#### Given task
Reproduce every item below line for line, with no changes.

#### Information provided
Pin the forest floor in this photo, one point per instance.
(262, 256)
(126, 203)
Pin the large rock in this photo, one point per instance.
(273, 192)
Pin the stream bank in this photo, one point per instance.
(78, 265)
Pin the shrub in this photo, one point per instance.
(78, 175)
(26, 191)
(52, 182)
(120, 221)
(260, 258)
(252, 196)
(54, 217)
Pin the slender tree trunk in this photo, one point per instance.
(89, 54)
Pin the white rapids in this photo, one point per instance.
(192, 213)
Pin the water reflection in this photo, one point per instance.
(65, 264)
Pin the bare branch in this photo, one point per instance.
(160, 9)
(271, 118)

#### Result of this task
Pin the forest floor in this photo, one point per instance.
(262, 256)
(126, 203)
Pin the large rock in this photo, one point per instance.
(273, 192)
Pin the stream bank in this photo, one point per instance.
(78, 265)
Pin the shrub in this photo, one point per instance.
(78, 175)
(26, 191)
(52, 182)
(120, 221)
(260, 258)
(252, 196)
(54, 217)
Pin the slender tree trunk in this photo, one point per instance.
(89, 54)
Pin the white rapids in this photo, one point per instance.
(192, 213)
Pin the water reflection in this photo, one point per instance.
(65, 264)
Pin the bare branch in this photo, one point per instance.
(160, 9)
(271, 118)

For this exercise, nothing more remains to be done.